Rathkeale
- Founded:: 1885
- County:: Limerick
- Colours:: Blue and white
- Grounds:: Seán Finn Park
- Coordinates:: 52°31′40″N 8°56′56″W﻿ / ﻿52.52777°N 8.94876°W

Playing kits
| Standard colours |

= Rathkeale GAA =

Gaelic sports club in County Limerick, Ireland

Rathkeale GAA, formerly known as St Mary's/Seán Finn's GAA, is a Gaelic Athletic Association club in Rathkeale, County Limerick, Ireland. The club fields teams in both hurling and Gaelic football.

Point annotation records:

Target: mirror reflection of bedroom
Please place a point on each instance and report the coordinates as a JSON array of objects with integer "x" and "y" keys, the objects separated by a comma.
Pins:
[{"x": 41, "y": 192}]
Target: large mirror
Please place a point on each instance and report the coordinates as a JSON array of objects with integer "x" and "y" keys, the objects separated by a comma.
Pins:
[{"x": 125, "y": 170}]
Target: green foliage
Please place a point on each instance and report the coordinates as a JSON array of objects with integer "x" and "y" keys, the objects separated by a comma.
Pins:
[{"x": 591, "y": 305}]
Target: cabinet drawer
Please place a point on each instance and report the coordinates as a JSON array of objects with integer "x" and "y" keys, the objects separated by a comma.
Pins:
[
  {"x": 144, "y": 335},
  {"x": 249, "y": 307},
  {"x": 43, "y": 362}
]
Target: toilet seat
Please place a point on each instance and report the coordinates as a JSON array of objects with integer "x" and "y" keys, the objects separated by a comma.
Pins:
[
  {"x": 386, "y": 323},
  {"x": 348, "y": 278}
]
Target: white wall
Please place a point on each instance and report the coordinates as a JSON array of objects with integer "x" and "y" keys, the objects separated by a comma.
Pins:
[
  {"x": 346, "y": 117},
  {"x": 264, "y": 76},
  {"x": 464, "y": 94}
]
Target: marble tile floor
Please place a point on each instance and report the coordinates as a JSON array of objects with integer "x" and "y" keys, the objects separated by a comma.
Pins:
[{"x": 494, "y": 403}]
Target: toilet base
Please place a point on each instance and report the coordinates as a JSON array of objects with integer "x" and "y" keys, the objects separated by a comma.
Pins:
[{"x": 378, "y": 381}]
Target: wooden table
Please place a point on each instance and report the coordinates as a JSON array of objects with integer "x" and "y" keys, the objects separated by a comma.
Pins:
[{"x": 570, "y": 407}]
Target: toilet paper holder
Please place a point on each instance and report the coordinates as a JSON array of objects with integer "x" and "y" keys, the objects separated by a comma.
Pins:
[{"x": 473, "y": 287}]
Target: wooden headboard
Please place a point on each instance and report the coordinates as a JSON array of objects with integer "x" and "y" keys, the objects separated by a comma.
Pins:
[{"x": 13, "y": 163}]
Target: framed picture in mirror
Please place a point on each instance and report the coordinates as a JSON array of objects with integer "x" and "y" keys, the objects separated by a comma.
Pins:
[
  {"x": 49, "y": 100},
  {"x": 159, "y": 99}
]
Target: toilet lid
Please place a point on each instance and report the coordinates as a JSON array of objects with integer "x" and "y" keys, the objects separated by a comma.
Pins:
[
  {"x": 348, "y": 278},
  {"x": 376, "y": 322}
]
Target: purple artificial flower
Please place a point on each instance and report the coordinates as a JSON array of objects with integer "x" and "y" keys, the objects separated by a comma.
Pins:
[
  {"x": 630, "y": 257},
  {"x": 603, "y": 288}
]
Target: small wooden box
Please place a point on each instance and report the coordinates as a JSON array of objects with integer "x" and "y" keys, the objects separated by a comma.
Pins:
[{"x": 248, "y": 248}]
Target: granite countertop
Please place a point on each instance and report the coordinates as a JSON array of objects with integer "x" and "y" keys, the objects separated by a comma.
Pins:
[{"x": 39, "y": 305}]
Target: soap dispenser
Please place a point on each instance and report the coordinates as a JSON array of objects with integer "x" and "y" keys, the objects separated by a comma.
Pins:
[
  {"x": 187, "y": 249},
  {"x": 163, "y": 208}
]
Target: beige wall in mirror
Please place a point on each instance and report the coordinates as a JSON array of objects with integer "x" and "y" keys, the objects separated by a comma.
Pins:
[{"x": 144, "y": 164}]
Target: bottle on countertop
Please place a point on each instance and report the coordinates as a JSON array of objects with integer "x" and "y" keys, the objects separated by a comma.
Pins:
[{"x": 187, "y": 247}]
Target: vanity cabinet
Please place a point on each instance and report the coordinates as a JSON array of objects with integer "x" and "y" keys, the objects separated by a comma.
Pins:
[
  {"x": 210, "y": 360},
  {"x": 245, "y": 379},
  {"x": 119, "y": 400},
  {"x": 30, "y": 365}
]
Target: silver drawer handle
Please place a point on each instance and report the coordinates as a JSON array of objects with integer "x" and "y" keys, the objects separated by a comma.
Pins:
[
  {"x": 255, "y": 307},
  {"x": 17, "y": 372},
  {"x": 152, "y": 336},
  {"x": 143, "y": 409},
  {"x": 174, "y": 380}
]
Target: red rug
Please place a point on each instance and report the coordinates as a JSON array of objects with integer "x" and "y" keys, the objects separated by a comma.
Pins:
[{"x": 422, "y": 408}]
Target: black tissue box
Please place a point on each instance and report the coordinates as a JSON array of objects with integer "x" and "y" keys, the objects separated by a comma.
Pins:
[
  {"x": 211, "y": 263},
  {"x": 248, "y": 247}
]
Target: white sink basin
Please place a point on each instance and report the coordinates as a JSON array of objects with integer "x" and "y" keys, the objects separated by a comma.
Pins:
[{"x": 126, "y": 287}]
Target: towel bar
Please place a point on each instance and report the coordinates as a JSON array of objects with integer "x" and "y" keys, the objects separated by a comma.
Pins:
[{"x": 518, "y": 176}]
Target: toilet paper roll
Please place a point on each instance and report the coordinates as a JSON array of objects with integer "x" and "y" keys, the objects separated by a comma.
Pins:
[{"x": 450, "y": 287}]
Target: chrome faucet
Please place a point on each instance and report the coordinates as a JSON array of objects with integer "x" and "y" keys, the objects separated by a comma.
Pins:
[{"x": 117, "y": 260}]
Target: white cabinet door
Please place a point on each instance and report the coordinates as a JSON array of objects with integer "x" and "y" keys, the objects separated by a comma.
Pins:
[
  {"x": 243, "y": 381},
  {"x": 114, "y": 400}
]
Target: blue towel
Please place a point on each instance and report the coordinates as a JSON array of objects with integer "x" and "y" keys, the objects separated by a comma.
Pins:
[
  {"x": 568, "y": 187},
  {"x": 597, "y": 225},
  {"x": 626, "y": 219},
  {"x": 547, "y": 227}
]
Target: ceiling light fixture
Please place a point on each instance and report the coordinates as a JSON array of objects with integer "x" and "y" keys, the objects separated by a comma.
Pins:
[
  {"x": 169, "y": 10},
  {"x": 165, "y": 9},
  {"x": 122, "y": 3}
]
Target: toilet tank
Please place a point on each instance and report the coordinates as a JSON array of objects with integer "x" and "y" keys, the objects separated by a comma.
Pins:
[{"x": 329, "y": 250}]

## Exercise requirements
• 1. Answer these questions from the Rathkeale GAA profile.
(a) In what year was the club founded?
(b) What are the club's grounds called?
(c) What was the club formerly known as?
• 2. Extend the Rathkeale GAA profile with a few sentences that pick up after its final line.

## Outputs by task
• 1.
(a) 1885
(b) Seán Finn Park
(c) St Mary's/Seán Finn's GAA

• 2.
==History==

Located in the town of Rathkeale, in west County Limerick, the club was founded as St Mary's GAA Club in 1885. It was later given the name of Sean C. Finn (1897–1921), a local Irish Republican Army commander who was killed in a battle with Black and Tans near Foynes in 1921. The club has spent most of its existence operating in the junior grades, winning West Limerick JAHC titles in 1968 and 2017. In Gaelic football terms, Rathkeale won the Limerick JAFC in 1991 before claiming their second title in 2011. Two years later the club won the Limerick IFC title after a 4-17 to 1-10 defeat of Oola in the final. Rathkeale won a second Limerick IFC title in 2024 and reclaimed top flight status once again.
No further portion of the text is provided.